É comum associarmos a juventude a irreverência e rebelião. Até porque, como sabemos, a aposta no futuro, na inovação e no progresso (ou seja, na juventude) só se verificou com o advento do Estado Providência e, com ele, a expansão do sistema de ensino. A explosão demográfica do pós-guerra nos EUA, a geração do baby boom, assumiu-se como uma impressionante força propulsora de mudança, primeiro pelo novo sentido estético e mudança de mentalidades e, mais tarde, pela ação contestatária no próprio terreno sociopolítico. Um processo crescente que começou na década de 1950 e nos anos sessenta atravessou diversos continentes, culminando com o Maio de 68 francês, símbolo máximo da rutura geracional com o status quo de então.

Não foi a questão etária, mas sim a condição social que permitiu a muitos milhões de adolescentes continuar os estudos para além dos 21 anos (antes considerada a idade de acesso ao estatuto de adulto), adquirindo conhecimentos avançados, abrindo-se a novos desafios e correntes de pensamento, e tomando contacto com um contexto cultural marcado pela irreverência, onde tudo passou a ser questionável. Nos meios estudantis floresceram novas subjetividades, formas de consciência social (manifestas na música, no vestuário, na literatura, no cinema, na poesia, etc.) e movimentos sociais que abriam caminhos de esperança e utopia, propondo horizontes alternativos a um mundo belicista, moralista e consumista. As lutas sociais, protestos feministas, ambientalistas, pacifistas, que então se multiplicaram como uma vertigem internacional, trouxeram para o palco da política a "juventude" como um novo "ator coletivo" que desafiava ditaduras na América Latina ou na Europa do Sul e exigia mais verdade às democracias maduras. A juventude revelou-se através de um processo de estruturação que emergiu dessa multiplicidade de movimentos socioculturais e estilos de vida cuja marca distintiva foi a contestação aos padrões de vida dominantes.
* * * *
ENUNCIADO 1:
Edita os registos desde o início até à linha que contém "[[[98,23],[90,23],[90,26],[94,31],[98,30],[101,28],[101,25]]]", inclusive, trocando "segmenter" por "detector" e sem mudar mais nada.
O artigo e os registos não têm qualquer relação entre si.
* * * *
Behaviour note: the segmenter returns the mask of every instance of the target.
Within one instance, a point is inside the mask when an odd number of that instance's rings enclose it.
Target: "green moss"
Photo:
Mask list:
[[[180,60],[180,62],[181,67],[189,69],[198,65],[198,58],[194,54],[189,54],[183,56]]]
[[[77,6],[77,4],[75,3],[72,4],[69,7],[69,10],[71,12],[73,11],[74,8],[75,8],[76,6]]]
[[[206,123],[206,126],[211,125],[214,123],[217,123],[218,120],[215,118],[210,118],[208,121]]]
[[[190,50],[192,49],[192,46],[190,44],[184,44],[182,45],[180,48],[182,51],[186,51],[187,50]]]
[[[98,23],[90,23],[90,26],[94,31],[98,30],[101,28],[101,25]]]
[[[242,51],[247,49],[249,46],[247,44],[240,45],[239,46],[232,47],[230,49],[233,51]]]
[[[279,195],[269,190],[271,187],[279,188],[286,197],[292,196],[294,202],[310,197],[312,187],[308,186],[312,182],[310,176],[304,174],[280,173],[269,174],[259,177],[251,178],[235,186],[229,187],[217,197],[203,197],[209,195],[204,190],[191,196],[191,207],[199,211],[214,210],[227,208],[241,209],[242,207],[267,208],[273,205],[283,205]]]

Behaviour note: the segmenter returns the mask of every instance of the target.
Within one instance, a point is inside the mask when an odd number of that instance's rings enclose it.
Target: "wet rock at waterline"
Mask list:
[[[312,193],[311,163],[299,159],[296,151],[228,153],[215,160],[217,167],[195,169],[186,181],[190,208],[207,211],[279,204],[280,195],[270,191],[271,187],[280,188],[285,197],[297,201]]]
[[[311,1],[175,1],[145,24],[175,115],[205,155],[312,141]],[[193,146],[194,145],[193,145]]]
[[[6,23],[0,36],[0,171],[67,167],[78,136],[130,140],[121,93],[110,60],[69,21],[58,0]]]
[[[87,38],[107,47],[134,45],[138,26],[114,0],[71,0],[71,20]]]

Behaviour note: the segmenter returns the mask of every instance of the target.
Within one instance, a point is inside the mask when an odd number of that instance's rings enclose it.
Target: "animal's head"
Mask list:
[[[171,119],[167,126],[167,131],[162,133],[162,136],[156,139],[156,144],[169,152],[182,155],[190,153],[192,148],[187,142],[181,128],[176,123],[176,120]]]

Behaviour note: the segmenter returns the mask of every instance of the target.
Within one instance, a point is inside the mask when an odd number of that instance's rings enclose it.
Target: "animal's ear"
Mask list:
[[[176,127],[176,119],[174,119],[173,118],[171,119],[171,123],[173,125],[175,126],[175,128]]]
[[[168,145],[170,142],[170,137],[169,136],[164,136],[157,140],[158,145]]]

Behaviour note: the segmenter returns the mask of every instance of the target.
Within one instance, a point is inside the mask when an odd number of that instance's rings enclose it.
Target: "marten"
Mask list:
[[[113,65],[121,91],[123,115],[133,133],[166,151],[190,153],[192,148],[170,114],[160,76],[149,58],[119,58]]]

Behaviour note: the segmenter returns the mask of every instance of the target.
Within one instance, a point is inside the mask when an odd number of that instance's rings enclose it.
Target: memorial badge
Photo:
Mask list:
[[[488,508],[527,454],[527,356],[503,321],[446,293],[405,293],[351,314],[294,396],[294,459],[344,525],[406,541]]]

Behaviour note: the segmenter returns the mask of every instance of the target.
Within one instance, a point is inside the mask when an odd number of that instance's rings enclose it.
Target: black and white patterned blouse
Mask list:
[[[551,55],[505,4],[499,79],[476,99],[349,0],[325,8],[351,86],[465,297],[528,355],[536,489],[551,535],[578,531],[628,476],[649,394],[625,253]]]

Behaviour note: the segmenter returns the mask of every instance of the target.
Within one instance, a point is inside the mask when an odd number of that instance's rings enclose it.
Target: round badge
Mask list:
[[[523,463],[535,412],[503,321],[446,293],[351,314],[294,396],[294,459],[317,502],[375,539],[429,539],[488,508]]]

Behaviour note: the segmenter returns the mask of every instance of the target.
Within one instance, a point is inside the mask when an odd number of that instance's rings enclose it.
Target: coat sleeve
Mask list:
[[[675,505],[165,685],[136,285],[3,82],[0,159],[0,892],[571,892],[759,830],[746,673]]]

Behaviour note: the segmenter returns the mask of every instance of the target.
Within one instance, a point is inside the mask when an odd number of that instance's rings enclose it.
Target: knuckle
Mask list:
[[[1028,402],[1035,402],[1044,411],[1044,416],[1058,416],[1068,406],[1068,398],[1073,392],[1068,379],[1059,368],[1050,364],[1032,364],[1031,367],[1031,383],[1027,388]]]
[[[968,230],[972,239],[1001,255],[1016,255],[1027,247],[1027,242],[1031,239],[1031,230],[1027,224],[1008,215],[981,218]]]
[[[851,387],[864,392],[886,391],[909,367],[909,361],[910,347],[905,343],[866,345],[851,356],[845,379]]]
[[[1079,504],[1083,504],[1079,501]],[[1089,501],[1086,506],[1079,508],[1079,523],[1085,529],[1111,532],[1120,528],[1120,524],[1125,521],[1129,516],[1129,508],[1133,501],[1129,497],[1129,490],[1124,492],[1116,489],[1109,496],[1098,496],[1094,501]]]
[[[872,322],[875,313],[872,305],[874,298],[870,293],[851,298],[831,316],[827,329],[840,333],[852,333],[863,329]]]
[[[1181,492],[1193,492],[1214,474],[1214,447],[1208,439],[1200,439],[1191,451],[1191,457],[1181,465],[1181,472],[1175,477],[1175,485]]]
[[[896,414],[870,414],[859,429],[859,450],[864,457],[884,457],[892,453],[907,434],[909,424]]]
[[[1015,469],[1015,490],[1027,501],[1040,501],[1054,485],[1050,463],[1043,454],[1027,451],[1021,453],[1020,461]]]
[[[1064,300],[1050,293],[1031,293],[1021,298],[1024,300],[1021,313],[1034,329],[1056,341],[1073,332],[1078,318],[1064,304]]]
* * * *
ENUNCIADO 2:
Dá seguimento ao artigo sobre a juventude e a contestação a partir do ponto em que acaba.

RESPOSTA 1:
Behaviour note: the detector returns the mask of every instance of the target.
Within one instance, a point is inside the mask when an odd number of that instance's rings enclose it.
Target: "green moss"
Photo:
Mask list:
[[[180,60],[180,62],[181,67],[189,69],[198,65],[198,58],[194,54],[189,54],[183,56]]]
[[[77,6],[77,4],[75,3],[72,4],[69,7],[69,10],[71,12],[73,11],[74,8],[75,8],[76,6]]]
[[[206,123],[206,126],[211,125],[214,123],[217,123],[218,120],[215,118],[210,118],[208,121]]]
[[[190,50],[192,49],[192,46],[190,44],[184,44],[182,45],[180,48],[182,51],[186,51],[187,50]]]
[[[98,23],[90,23],[90,26],[94,31],[98,30],[101,28],[101,25]]]

RESPOSTA 2:
É nesse sentido que a "juventude" é de facto uma construção social, fruto do contexto, e não apenas uma mera camada etária (daí que hoje essa condição se estenda muito para lá dos 30 anos de idade). Ou seja, quando nasceu, a juventude vestiu-se de rebelião. Mas com o passar do tempo, ao longo da segunda metade do século XX, as subjetividades e comportamentos dessa geração “rebelde” foram dando lugar a modalidades mais consentâneas com o sistema que antes se propunha combater. Mesmo os antigos líderes foram-se acomodando ou sendo cooptados pelos regimes democráticos da Europa.

Por um lado, a “sociedade de consumo” reverteu os próprios símbolos da rebelião em mercadorias. Símbolos, roupas, jeans e estilos de vida antes “irreverentes” inspiraram novas “modas”, alimentaram a indústria e a economia global. Antes ainda antes da queda do muro de Berlim já a figura icónica do Che Guevara se multiplicara estampada em t-shirts ou pins das gerações das décadas de 70 e 80, e a mesma coisa com a imagem de Lenine e toda a simbologia comunista, sobretudo após a implosão da URSS. A TV, a música pop, o vestuário e o poder crescente da cultura de massas conduziram aos poucos as novas gerações ao encontro do individualismo, do consumismo e do narcisismo, cultivando a indiferença perante a política convencional. Por outro lado, nas décadas de 1980-90, enquanto o Estado social e a economia de mercado se mostravam pujantes, crescia uma nova juventude yuppi, vestida de fato cinzento e obcecada pelo sucesso profissional e pela ascensão a um estatuto sólido de classe média. Revolução e rebelião tornaram-se então referências obsoletas para a generalidade dos jovens. A par do individualismo, o sentido de "evasão", de fuga ou alienação capturaram as gerações do último quartel do século XX, abrindo caminho a uma sociedade atomizada e corroendo as bases da democracia.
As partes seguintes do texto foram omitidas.